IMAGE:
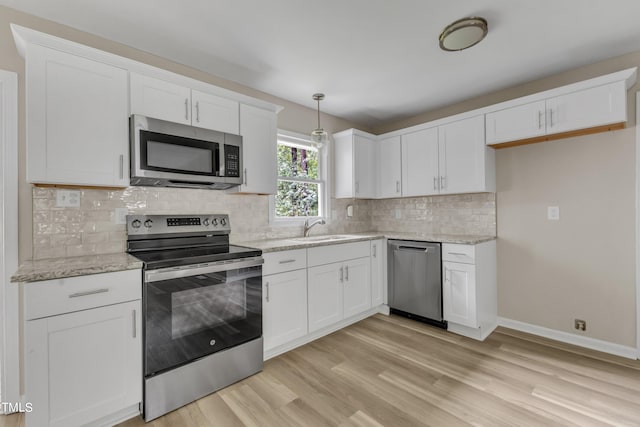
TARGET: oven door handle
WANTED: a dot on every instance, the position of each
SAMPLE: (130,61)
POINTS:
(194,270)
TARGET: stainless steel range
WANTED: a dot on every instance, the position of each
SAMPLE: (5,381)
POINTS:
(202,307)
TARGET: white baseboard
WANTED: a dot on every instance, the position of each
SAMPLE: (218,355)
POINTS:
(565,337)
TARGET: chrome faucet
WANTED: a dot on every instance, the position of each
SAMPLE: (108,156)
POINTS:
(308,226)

...

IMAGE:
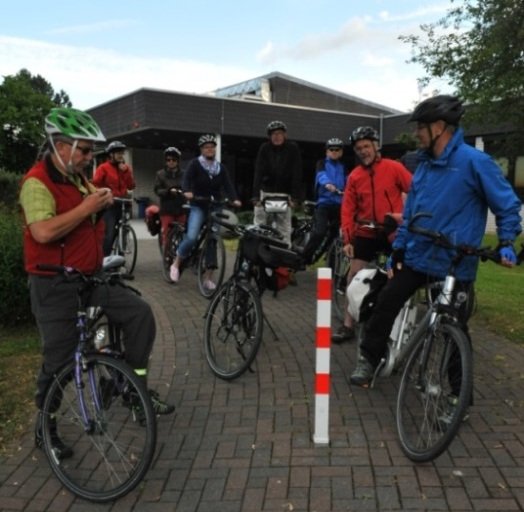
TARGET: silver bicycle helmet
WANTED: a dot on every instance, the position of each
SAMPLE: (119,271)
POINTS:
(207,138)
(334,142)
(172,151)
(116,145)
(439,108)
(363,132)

...

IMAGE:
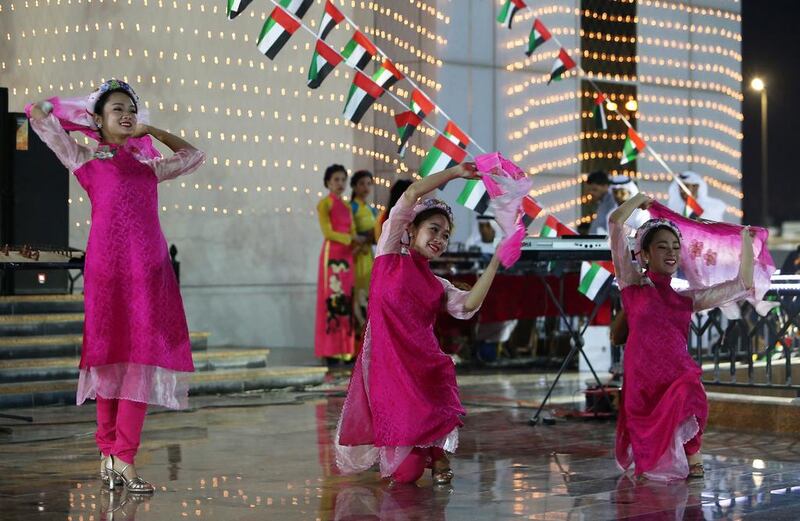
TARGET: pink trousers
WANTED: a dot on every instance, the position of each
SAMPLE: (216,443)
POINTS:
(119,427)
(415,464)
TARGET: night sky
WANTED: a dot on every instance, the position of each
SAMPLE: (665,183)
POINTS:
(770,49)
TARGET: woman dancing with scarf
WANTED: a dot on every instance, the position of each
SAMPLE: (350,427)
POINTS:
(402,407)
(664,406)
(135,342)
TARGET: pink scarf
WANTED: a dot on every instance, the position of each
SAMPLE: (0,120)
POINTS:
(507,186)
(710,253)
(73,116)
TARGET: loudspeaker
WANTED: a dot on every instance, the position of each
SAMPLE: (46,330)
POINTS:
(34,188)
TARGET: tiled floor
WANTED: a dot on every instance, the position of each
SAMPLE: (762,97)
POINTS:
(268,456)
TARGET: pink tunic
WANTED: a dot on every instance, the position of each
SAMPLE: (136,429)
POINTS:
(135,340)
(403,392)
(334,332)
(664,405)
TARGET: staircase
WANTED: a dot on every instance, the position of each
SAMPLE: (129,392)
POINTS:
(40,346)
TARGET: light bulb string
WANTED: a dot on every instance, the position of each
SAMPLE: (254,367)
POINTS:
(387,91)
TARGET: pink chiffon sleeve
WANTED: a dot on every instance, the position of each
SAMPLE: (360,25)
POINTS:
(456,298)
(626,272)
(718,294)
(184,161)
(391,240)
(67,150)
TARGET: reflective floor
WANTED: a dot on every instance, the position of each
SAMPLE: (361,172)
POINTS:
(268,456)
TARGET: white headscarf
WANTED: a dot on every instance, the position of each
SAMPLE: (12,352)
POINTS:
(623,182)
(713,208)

* [Challenge]: Pull out every line of the items above that contains the word "floor".

* [Output]:
TARGET: tiled floor
TARGET: reflective floor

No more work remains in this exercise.